• Task details
Translate this sentence from the account of a difficult pregnancy and NICU stay below into Spanish: "This was our second NICU experience."

• Document excerpt
○ ○ ○ ○ ○ ○ ○

Milestones can be really hard. Even with my two living children...
I remember how I felt as Sam approached his first birthday. I began to relive his entire pregnancy. How one morning I woke up and went about my normal day only to realize that I was bleeding. Not just a little spotting, but tons of bright red blood streaming down my leg. Luckily it was the weekend and Boyd was home. He rushed me to the hospital as I began to go into shock.
I had a complete placental previa. I was put on partial bedrest, and after another bleeding episode, on full bedrest. As difficult as those (almost) three months were, I would have given anything for a few more weeks. I wasn't prepared to have a 30-weeker with severe health problems.
This was our second NICU experience. The first time around was unexpected and therefore traumatic. This time we saw it coming and learned to embrace the experience. I fell in love with Sam's nurses, doctors, and therapists. We became genuine friends. Even after Sam came home, I found myself wondering how they were doing (and wishing they were still around for the midnight feedings).

○ ○ ○ ○ ○ ○ ○

• Recorded data
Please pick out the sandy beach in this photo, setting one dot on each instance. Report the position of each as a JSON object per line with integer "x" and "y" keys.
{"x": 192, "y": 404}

○ ○ ○ ○ ○ ○ ○

• Exercise result
Esta fue nuestra segunda experiencia en la UCIN.